◆ ASSIGNMENT ◆
Restate the full set of records exactly, word for word.

◆ THE DATA ◆
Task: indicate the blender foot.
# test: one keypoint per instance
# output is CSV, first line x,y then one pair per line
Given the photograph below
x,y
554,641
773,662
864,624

◆ OUTPUT BELOW ◆
Task: indicate the blender foot.
# test: one keypoint per instance
# output is CSV, first line x,y then one pair per line
Given the photograph below
x,y
554,641
773,662
864,624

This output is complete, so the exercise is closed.